### What you have to do
What you return must match the records below exactly, apart from the omitted pictures.

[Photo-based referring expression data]
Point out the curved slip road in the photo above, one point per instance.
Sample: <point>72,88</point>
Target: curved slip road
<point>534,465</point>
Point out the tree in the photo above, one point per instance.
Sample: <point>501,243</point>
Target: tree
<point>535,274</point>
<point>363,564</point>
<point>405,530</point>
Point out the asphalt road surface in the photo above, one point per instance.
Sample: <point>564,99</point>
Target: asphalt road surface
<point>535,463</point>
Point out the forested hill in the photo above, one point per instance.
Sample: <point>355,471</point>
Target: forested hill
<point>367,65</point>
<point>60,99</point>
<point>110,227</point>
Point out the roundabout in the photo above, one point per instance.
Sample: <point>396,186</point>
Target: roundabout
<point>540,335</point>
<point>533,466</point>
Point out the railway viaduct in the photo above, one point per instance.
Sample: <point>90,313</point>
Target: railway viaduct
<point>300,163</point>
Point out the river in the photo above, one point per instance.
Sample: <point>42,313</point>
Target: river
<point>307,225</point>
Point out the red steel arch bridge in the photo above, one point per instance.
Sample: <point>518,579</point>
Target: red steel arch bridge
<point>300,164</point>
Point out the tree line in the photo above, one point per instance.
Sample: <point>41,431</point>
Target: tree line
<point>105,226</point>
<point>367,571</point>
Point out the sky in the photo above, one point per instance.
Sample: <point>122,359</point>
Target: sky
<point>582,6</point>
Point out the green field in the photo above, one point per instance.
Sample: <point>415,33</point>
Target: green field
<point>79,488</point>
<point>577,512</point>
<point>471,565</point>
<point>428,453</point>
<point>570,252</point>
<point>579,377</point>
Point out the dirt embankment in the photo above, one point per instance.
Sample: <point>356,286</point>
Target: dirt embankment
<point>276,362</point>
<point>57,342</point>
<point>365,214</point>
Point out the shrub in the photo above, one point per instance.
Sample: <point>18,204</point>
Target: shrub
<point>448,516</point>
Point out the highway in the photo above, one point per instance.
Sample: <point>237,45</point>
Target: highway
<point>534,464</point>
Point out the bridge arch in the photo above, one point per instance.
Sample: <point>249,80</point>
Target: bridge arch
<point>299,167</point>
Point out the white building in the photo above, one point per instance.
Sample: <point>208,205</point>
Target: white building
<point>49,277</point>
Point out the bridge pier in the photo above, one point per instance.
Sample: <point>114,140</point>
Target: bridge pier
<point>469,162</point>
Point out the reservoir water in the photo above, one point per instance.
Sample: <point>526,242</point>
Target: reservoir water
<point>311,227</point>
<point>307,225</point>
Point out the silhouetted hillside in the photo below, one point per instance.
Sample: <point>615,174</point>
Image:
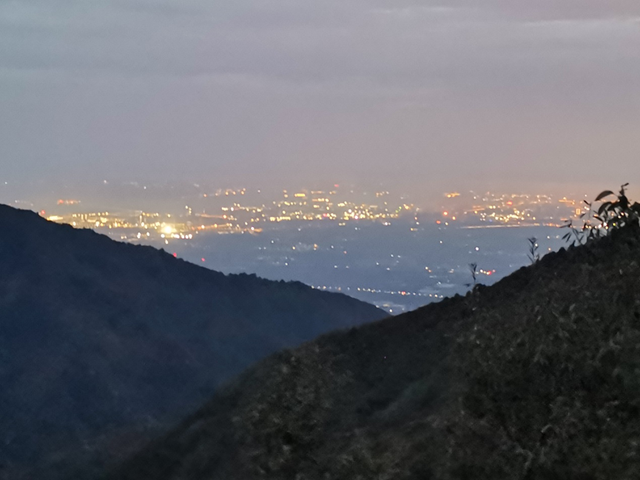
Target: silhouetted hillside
<point>101,341</point>
<point>536,377</point>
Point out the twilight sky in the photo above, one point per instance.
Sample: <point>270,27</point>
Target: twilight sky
<point>441,94</point>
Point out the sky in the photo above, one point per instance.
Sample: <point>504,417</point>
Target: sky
<point>431,95</point>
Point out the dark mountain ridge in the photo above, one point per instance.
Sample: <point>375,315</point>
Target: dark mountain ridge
<point>98,338</point>
<point>535,377</point>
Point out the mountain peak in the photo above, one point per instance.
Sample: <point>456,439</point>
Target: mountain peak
<point>534,377</point>
<point>101,340</point>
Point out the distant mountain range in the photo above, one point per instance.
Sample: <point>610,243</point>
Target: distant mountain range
<point>102,342</point>
<point>533,378</point>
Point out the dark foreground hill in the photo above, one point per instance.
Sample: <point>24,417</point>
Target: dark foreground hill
<point>536,377</point>
<point>101,340</point>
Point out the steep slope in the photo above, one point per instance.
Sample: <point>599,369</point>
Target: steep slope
<point>535,377</point>
<point>96,335</point>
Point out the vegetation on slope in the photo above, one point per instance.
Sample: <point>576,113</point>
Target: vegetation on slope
<point>535,377</point>
<point>100,339</point>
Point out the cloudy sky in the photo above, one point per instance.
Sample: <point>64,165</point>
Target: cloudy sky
<point>439,94</point>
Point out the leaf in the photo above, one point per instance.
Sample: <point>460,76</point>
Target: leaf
<point>606,193</point>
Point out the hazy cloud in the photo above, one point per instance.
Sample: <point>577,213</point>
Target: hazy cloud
<point>501,89</point>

### Exercise answer
Point out the curved slip road in the photo above, one point per instance.
Sample: <point>72,88</point>
Target: curved slip road
<point>534,465</point>
Point out the tree in the photo above, one point per instance.
Sample: <point>501,243</point>
Target: tree
<point>535,274</point>
<point>363,564</point>
<point>405,530</point>
Point out the asphalt road surface in the photo above, one point per instance.
Sample: <point>564,99</point>
Target: asphalt road surface
<point>535,463</point>
Point out the forested hill in the photo above, one point per instance.
Sample: <point>355,471</point>
Target: forested hill
<point>367,65</point>
<point>60,99</point>
<point>110,227</point>
Point out the roundabout in the photo above, one point per instance.
Sample: <point>396,186</point>
Target: roundabout
<point>540,335</point>
<point>533,466</point>
Point out the railway viaduct in the photo above, one point per instance.
Sample: <point>90,313</point>
Target: railway viaduct
<point>300,163</point>
Point out the river in the photo above, one point per instance.
Sample: <point>42,313</point>
Target: river
<point>307,225</point>
Point out the red steel arch bridge in the photo above, one point per instance.
Sample: <point>518,579</point>
Target: red steel arch bridge
<point>300,164</point>
Point out the tree line in the photo above, one point per instance.
Sample: <point>41,431</point>
Target: tree line
<point>105,226</point>
<point>367,571</point>
Point out the sky in the photo above, one point per instance.
Sample: <point>122,359</point>
Target: sky
<point>582,6</point>
Point out the green field in the photo above, one point per instance.
Sample: <point>415,33</point>
Target: green field
<point>79,488</point>
<point>577,512</point>
<point>471,565</point>
<point>428,453</point>
<point>570,252</point>
<point>579,377</point>
Point out the dirt embankment in the photo above, one point per instance.
Sample: <point>356,286</point>
Target: dirt embankment
<point>276,362</point>
<point>57,342</point>
<point>365,214</point>
Point out the shrub in the photo above, one point per instance.
Sample: <point>18,204</point>
Target: shrub
<point>448,516</point>
Point out the highway in the photo above, one point per instance.
Sample: <point>237,45</point>
Target: highway
<point>534,464</point>
Point out the bridge arch in the photo above, one point per instance.
Sample: <point>249,80</point>
Target: bridge arch
<point>299,167</point>
Point out the white building in the photo above, one point per instance.
Sample: <point>208,205</point>
Target: white building
<point>49,277</point>
Point out the bridge pier in the photo above, one point per instance.
Sample: <point>114,140</point>
Target: bridge pier
<point>469,162</point>
Point out the reservoir water in the photo above, one point per instance.
Sample: <point>526,242</point>
Target: reservoir water
<point>311,227</point>
<point>307,225</point>
Point out the silhouetted hillside in the photo below, one point per instance.
Sample: <point>615,174</point>
Image:
Target: silhouetted hillside
<point>101,341</point>
<point>536,377</point>
Point out the twilight sky in the photo above, one point per instance.
Sample: <point>270,27</point>
Target: twilight sky
<point>441,94</point>
Point out the sky in the photo above, one point per instance.
Sample: <point>504,417</point>
Target: sky
<point>431,95</point>
Point out the dark mountain ridge in the photo above, one point per instance.
Sample: <point>375,315</point>
Target: dark mountain ridge
<point>98,338</point>
<point>535,377</point>
Point out the mountain peak in the photo above, one point per instance.
Sample: <point>456,439</point>
Target: mountain peak
<point>534,377</point>
<point>101,340</point>
Point out the distant mountain range in the photo above, one point per instance.
Sample: <point>610,243</point>
Target: distant mountain range
<point>102,342</point>
<point>533,378</point>
Point out the dark foreground hill in the photo above, one point per instance.
Sample: <point>24,417</point>
Target: dark foreground hill
<point>536,377</point>
<point>101,340</point>
Point out the steep slope in the photo above, one point per instance.
Sample: <point>599,369</point>
Target: steep slope
<point>535,377</point>
<point>96,335</point>
Point out the vegetation on slope in the photo above, one point per instance.
Sample: <point>576,113</point>
Target: vegetation on slope
<point>535,377</point>
<point>100,339</point>
Point out the cloudy sky in the photo above, one point per instance.
Sample: <point>64,165</point>
Target: cloudy sky
<point>439,94</point>
Point out the leaf in the photo above, one point per instance.
Sample: <point>460,76</point>
Target: leaf
<point>606,193</point>
Point out the hazy cloud in the photo above, one point per instance.
Sample: <point>577,213</point>
Target: hazy cloud
<point>501,89</point>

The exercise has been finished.